#### Text for analysis:
● ● ● ●

In the aftermath of the Supreme Court’s decision supporting the payment of subsidies by the federal government to eligible persons seeking insurance through the federal health insurance exchanges ("Exchanges") under the Affordable Care Act ("ACA"), many patients and providers alike are asking, "what does this Supreme Court decision mean for me?" The short answer: very little…
The reason is that this decision upholds the status quo. In King v. Burwell, the Justices reviewed the ACA provision that authorized the use of subsidies as means for providing assistance to those who could not afford to purchase insurance without financial assistance. The King v. Burwell upheld this portion of the ACA, holding that the federal government may provide subsidies to those who purchase insurance via the federal exchange.
Under the ACA, persons who are either unemployed or do not receive employer-sponsored insurance must purchase insurance on their own. The ACA provided for the creation of an online marketplace as a place to purchase this health insurance. Individual states were given the option of creating their own "healthcare exchange" platform, but when many did not do so, the federal government established its own exchange, accessible at healthcare.gov. Through this exchange, the federal government provided subsidies to those who could not afford to purchase insurance on the exchange without some form of financial assistance. The subsidies, and not the marketplace at large, were at issue in King v. Burwell.
In King v. Burwell, the Plaintiff argued that the ACA language requiring people to purchase their health insurance on an exchange "established by the State" invalidated the subsidies provided on the exchange established by the federal government. They claimed that the subsidies are not permissible because the federal government is not a "State."
However, the Supreme Court disagreed with the Plaintiff’s argument, holding 6-3 that the subsidies are valid and available for everyone purchasing insurance through an exchange, even the one created by the federal government. In the majority opinion, Chief Justice Roberts held that the underlying intent of the ACA was to make health insurance available to everyone that must purchase it on the exchange, and that the use of subsidies is an essential part of achieving this goal. Without subsidies, many individuals would be priced out of the insurance market. Therefore, it was imperative for the government to create a federal exchange with subsidies in those states where no state-run exchange was available. If not, the Court held, the ACA would fall victim to its own "death spiral," creating an environment in which premiums go up and enrollment goes down.

● ● ● ●

#### Supplied entries:
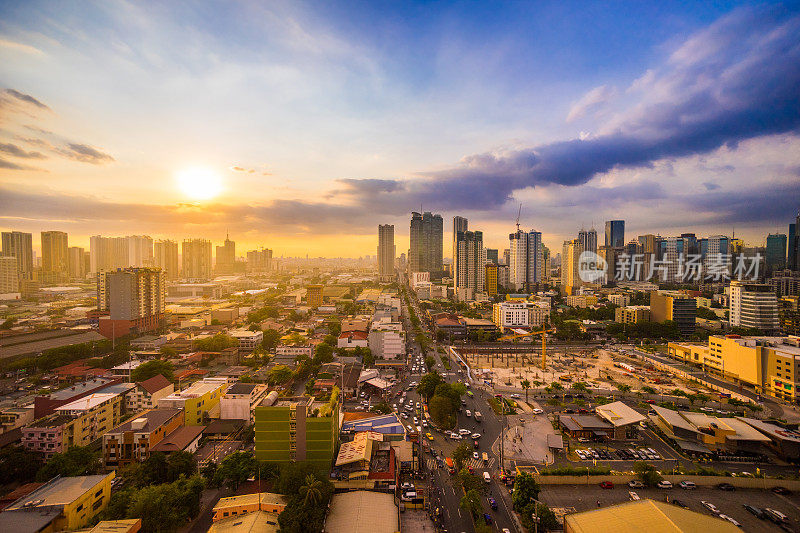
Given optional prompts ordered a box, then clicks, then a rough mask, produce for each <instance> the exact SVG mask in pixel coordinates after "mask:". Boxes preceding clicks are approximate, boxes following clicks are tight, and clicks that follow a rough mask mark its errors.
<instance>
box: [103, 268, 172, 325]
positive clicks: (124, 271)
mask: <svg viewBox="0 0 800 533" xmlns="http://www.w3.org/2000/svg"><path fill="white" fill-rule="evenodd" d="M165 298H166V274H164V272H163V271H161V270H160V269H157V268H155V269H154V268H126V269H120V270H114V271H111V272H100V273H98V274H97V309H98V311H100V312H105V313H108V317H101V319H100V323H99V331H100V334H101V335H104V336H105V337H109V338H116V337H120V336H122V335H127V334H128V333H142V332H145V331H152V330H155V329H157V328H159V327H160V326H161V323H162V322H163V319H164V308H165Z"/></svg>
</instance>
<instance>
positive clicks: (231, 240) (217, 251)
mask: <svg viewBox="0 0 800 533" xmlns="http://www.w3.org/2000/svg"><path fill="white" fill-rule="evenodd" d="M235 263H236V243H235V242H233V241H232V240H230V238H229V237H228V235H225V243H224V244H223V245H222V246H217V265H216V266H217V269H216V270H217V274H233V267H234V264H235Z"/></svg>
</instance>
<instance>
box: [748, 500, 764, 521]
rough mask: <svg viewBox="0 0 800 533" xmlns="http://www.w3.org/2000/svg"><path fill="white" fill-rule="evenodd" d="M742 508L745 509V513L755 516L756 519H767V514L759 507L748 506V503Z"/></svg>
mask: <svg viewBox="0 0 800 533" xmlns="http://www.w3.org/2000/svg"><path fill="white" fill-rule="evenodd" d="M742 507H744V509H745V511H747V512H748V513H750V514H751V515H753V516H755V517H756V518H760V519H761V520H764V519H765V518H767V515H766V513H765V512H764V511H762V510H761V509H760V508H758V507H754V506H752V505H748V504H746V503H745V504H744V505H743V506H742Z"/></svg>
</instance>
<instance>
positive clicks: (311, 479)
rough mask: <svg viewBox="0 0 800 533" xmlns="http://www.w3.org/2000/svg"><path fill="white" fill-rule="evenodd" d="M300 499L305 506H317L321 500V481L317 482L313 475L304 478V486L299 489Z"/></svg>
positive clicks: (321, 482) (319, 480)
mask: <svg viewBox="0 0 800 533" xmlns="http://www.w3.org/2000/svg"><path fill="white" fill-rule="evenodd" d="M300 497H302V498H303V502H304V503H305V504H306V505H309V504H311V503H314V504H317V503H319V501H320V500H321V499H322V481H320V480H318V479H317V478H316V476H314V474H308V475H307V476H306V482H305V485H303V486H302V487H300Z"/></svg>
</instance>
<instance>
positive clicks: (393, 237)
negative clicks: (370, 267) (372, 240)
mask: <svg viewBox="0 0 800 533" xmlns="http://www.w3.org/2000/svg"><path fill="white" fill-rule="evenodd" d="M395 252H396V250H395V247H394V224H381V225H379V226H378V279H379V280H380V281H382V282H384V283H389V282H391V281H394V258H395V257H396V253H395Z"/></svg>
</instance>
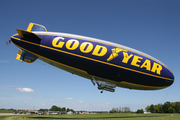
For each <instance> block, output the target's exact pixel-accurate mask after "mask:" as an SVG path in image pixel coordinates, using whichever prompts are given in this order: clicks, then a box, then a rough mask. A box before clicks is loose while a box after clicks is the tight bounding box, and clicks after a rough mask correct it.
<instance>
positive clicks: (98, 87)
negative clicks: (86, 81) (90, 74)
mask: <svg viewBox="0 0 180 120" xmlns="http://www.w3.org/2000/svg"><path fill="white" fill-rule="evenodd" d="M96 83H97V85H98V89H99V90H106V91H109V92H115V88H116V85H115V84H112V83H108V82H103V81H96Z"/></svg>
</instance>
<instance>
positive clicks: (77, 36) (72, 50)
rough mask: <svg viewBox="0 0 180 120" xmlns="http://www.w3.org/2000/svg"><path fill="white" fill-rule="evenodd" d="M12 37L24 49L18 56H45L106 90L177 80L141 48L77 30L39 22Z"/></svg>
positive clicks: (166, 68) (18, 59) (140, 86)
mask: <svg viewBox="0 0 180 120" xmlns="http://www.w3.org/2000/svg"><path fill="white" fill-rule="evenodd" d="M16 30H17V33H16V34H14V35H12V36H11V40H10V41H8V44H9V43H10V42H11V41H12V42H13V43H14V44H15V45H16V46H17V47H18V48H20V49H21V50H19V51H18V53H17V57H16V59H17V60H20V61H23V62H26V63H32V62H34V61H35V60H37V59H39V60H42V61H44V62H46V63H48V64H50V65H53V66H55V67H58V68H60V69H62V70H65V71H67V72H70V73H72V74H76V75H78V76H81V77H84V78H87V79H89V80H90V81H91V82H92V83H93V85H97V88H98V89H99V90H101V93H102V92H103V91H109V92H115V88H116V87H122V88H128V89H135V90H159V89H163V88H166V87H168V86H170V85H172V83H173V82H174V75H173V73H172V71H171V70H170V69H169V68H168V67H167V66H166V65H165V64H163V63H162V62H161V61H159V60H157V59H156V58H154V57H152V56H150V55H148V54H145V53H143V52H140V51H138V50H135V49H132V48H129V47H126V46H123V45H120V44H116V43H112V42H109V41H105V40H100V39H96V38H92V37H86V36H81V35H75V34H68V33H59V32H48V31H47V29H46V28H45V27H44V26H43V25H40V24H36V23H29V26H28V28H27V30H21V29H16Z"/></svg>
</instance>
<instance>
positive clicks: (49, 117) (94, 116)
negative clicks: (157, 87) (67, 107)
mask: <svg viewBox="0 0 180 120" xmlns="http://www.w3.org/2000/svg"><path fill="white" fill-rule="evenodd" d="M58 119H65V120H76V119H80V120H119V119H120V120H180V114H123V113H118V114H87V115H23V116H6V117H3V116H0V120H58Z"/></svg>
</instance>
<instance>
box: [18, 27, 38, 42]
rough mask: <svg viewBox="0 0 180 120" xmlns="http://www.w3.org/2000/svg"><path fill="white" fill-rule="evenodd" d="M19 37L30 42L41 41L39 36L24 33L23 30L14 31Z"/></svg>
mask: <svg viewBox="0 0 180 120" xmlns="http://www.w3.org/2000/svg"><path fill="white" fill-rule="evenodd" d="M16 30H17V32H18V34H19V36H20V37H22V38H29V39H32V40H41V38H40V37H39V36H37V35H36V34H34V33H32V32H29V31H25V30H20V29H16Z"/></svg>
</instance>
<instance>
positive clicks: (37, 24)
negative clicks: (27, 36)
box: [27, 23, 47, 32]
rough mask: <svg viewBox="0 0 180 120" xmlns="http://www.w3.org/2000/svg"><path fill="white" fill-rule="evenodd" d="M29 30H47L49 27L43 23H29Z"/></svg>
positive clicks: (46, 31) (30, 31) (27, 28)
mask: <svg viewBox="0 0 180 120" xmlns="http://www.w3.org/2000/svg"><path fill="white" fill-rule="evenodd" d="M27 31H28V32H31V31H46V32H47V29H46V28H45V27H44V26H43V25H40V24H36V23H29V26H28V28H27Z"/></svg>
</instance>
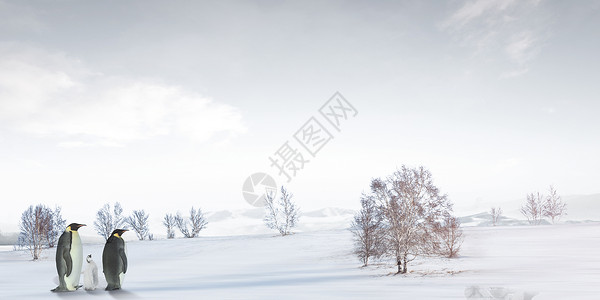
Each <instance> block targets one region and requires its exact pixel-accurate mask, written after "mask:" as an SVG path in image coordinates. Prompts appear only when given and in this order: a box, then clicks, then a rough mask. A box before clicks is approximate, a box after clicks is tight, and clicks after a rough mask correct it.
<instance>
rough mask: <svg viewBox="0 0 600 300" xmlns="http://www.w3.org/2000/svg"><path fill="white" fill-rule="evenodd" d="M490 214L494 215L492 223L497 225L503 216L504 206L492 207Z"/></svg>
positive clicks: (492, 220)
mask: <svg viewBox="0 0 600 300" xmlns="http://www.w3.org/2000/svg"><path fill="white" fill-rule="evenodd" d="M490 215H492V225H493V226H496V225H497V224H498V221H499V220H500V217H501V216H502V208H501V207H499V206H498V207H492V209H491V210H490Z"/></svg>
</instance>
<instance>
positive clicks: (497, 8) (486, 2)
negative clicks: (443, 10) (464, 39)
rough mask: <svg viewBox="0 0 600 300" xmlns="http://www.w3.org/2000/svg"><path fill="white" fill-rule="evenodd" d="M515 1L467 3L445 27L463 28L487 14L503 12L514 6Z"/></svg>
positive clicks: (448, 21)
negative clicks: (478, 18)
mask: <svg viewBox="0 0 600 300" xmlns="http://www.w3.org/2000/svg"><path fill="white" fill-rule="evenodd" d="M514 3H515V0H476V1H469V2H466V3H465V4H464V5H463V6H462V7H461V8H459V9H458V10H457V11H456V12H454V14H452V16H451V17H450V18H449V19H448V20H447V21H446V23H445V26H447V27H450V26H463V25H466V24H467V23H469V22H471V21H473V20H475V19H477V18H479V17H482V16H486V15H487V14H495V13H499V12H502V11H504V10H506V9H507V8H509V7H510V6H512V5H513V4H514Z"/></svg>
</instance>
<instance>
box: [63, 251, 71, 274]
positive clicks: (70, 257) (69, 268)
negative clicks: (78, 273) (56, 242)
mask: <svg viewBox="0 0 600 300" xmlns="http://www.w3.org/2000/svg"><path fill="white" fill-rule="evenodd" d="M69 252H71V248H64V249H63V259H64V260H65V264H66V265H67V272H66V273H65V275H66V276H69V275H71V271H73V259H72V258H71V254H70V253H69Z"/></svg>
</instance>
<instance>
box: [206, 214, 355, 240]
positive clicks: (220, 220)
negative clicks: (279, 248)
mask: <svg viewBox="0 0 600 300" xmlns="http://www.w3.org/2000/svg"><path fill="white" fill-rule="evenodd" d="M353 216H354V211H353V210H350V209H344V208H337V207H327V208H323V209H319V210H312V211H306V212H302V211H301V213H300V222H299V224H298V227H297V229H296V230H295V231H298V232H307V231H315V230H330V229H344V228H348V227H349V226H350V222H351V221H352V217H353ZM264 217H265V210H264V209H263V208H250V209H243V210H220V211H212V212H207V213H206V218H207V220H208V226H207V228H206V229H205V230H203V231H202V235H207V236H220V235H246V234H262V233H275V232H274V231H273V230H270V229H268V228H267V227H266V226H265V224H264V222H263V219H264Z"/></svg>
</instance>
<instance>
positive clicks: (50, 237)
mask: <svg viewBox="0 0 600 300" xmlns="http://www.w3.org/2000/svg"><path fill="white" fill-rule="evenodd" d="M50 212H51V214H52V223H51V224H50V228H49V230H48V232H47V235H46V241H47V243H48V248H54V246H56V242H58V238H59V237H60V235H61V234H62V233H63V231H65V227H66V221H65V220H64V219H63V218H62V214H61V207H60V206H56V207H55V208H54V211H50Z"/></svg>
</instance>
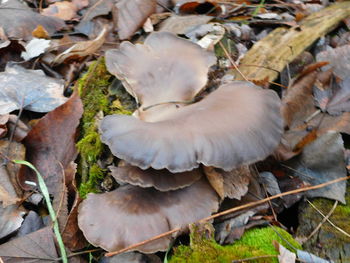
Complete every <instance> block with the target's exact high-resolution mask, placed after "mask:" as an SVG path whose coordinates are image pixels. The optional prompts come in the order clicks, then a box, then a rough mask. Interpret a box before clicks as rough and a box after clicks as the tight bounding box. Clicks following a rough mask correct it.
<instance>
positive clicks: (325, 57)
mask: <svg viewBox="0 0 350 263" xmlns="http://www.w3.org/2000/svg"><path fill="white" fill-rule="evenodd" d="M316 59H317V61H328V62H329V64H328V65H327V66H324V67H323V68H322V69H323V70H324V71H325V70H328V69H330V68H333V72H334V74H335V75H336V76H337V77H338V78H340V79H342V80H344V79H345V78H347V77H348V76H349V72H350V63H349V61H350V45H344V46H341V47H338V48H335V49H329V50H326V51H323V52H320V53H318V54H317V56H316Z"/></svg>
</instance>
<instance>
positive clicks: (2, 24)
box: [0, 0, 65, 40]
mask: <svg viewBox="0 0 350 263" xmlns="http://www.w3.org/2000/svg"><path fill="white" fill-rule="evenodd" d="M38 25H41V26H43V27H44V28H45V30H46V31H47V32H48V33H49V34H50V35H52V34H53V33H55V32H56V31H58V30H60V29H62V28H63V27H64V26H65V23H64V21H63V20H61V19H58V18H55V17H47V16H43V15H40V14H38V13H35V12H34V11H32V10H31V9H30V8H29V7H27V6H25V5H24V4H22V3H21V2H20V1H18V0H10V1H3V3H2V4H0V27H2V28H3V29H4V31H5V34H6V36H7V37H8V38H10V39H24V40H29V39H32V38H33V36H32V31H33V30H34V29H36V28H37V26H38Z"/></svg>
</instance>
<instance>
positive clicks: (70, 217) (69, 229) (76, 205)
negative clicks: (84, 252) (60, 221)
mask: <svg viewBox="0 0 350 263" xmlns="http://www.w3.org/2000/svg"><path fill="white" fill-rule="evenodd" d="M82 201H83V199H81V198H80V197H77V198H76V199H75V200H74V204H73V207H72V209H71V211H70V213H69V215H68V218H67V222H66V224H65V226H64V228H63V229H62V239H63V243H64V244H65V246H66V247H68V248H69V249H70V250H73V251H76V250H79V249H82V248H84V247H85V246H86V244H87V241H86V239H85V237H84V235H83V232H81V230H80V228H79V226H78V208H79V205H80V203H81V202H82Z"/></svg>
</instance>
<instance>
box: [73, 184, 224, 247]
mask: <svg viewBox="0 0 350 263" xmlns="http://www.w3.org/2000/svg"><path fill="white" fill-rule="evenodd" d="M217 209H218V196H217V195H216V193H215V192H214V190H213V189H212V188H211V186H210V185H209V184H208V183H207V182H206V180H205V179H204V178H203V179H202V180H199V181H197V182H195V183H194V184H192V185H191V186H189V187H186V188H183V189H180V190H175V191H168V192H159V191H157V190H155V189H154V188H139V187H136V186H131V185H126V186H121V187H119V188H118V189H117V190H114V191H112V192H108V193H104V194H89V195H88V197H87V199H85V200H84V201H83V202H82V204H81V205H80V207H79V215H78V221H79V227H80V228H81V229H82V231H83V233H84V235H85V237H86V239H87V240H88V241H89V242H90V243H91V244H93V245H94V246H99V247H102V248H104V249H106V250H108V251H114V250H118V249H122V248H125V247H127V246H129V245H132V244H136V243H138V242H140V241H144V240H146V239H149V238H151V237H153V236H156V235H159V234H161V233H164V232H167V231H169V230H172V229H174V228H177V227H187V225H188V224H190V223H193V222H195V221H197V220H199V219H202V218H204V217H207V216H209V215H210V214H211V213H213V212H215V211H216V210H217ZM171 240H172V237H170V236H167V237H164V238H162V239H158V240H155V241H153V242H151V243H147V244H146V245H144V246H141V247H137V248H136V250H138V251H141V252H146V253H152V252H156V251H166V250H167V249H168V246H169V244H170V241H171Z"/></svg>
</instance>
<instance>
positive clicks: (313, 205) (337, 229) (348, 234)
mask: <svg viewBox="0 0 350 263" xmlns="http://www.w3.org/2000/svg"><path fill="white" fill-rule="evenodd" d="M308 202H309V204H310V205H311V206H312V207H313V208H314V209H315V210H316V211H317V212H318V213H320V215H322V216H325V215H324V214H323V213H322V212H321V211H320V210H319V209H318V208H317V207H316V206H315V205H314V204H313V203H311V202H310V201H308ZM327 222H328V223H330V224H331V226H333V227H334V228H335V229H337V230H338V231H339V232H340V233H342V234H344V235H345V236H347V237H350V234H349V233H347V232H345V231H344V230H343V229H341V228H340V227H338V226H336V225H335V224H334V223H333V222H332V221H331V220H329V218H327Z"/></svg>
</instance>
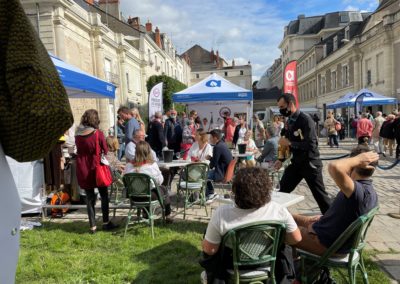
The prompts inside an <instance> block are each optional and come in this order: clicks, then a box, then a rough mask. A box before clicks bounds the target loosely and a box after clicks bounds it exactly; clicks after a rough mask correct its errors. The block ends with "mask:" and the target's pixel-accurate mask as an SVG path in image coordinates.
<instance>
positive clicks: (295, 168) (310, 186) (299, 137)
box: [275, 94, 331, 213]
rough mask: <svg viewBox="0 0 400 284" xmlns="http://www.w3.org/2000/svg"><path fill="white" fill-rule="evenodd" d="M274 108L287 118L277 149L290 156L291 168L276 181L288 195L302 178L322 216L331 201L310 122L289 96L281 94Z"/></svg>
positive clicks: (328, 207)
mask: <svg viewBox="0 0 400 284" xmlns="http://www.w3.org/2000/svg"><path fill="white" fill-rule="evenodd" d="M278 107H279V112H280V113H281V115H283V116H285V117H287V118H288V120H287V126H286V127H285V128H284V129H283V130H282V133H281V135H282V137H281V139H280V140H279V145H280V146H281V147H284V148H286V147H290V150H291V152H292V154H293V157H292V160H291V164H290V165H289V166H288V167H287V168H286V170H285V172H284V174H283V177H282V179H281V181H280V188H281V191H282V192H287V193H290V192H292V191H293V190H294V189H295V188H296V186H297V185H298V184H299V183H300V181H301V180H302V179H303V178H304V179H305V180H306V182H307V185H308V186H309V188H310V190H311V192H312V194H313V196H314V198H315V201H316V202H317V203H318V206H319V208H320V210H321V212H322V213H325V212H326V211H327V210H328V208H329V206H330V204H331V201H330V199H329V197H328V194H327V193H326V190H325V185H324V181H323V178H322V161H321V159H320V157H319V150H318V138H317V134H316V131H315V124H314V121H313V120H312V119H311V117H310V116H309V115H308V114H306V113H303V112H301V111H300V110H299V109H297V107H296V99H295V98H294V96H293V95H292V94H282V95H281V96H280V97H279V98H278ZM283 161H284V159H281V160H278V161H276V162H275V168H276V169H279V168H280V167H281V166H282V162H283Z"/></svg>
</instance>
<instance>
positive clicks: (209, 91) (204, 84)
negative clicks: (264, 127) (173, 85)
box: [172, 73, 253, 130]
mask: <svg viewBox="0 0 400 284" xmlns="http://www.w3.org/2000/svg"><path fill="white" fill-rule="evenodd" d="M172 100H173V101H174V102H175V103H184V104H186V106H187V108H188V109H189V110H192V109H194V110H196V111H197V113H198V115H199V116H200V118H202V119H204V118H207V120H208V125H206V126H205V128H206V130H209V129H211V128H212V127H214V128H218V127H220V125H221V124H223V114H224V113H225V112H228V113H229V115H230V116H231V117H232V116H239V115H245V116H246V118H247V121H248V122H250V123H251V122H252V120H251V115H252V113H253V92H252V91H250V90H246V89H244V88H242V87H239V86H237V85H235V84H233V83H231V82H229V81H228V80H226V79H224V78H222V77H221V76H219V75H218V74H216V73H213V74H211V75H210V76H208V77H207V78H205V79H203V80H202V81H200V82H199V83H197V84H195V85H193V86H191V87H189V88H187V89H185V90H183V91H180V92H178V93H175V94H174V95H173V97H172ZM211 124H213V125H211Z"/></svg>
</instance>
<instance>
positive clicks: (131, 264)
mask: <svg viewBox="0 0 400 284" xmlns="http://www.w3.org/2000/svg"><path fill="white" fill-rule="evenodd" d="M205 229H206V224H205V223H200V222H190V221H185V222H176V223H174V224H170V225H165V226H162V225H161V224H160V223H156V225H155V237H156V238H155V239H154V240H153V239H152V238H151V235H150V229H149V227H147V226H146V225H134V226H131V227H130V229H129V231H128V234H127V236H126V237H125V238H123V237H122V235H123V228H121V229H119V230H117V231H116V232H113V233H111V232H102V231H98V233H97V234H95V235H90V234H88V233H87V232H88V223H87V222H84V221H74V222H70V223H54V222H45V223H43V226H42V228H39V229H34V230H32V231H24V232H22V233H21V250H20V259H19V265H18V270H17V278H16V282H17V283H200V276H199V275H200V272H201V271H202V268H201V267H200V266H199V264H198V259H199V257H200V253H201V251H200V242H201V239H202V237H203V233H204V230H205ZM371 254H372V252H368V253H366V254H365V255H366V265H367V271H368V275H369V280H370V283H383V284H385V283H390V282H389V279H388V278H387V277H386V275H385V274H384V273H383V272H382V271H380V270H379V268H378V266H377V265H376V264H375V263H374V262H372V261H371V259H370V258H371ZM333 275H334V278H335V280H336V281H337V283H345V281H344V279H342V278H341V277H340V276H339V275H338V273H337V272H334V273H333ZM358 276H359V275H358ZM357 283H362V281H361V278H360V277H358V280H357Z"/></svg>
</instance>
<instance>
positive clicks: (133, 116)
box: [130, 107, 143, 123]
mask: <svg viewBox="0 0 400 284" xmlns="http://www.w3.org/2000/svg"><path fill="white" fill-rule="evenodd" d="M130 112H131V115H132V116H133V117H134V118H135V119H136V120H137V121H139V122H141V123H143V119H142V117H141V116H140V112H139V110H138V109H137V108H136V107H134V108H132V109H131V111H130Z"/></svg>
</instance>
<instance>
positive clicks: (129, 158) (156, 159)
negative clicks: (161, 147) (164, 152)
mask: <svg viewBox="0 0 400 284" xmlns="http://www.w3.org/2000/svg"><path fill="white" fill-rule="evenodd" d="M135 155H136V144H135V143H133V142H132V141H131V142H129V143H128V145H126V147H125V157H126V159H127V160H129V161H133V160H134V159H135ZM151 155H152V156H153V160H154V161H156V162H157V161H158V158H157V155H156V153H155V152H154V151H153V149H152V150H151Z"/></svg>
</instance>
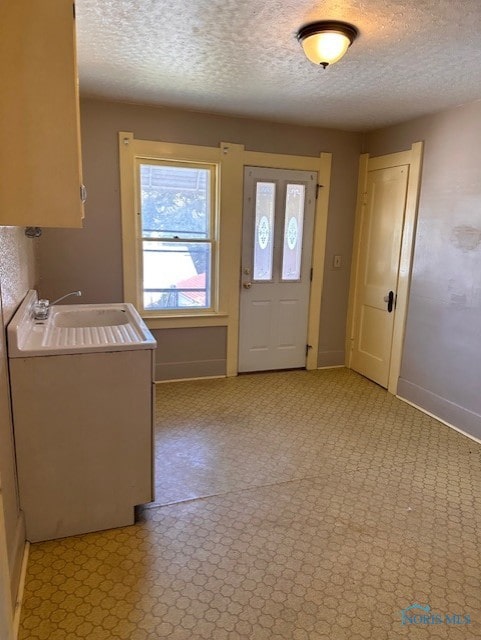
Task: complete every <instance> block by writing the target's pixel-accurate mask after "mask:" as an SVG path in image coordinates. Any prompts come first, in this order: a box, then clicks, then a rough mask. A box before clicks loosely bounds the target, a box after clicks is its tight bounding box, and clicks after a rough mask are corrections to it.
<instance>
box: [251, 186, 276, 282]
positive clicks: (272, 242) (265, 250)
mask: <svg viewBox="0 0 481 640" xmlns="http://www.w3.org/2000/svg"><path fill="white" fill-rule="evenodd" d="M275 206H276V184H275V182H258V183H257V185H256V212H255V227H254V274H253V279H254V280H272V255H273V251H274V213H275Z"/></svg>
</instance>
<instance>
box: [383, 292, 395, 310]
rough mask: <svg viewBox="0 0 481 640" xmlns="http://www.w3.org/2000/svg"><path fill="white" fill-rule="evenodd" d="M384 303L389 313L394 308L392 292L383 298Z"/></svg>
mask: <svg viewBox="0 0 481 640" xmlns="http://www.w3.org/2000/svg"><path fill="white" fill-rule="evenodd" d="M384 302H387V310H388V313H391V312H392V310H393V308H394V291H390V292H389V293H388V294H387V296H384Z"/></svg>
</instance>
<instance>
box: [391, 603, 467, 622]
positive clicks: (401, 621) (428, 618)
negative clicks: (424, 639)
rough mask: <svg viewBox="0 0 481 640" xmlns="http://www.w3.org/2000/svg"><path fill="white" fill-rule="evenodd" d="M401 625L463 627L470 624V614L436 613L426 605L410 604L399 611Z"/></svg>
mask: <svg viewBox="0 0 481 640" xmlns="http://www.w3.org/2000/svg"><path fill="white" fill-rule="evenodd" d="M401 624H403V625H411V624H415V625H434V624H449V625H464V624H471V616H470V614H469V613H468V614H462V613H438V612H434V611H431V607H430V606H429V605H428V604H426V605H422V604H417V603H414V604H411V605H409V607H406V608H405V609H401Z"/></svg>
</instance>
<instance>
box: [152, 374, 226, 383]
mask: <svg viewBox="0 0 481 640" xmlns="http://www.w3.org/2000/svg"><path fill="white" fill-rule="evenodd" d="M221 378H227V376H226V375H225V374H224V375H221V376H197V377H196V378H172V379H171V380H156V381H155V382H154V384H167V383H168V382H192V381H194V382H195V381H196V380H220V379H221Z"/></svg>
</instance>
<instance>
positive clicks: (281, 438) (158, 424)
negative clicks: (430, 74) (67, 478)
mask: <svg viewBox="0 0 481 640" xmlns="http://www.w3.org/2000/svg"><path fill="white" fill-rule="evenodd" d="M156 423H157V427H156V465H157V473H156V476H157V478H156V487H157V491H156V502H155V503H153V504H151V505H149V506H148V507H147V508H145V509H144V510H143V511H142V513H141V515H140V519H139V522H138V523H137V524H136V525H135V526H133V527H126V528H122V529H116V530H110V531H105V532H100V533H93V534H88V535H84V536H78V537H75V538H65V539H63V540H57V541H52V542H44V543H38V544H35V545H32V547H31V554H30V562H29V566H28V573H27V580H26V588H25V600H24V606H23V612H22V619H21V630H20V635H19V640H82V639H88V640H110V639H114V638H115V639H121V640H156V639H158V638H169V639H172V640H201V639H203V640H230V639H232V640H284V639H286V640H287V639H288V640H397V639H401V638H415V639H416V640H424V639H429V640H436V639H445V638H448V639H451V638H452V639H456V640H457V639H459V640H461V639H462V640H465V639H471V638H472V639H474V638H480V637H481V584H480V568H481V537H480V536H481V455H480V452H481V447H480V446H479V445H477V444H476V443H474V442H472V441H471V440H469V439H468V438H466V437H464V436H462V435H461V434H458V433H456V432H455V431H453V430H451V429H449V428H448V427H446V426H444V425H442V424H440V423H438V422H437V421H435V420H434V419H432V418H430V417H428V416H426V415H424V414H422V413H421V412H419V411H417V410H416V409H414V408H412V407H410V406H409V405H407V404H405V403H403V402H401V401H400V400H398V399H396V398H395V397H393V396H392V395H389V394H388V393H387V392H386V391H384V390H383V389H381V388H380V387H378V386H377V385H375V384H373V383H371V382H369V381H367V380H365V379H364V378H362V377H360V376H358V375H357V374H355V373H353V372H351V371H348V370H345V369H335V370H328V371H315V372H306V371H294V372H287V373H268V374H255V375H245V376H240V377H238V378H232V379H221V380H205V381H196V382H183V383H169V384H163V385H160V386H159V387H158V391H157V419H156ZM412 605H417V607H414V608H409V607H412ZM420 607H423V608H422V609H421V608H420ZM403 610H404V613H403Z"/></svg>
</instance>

● ● ● ●

#### What is being asked:
Update the King v. Burwell article from "However, the Supreme" through "enrollment goes down.", putting "insurance prices" wherever "premiums" appears.

#### The completed task:
However, the Supreme Court disagreed with the Plaintiff’s argument, holding 6-3 that the subsidies are valid and available for everyone purchasing insurance through an exchange, even the one created by the federal government. In the majority opinion, Chief Justice Roberts held that the underlying intent of the ACA was to make health insurance available to everyone that must purchase it on the exchange, and that the use of subsidies is an essential part of achieving this goal. Without subsidies, many individuals would be priced out of the insurance market. Therefore, it was imperative for the government to create a federal exchange with subsidies in those states where no state-run exchange was available. If not, the Court held, the ACA would fall victim to its own "death spiral," creating an environment in which insurance prices go up and enrollment goes down.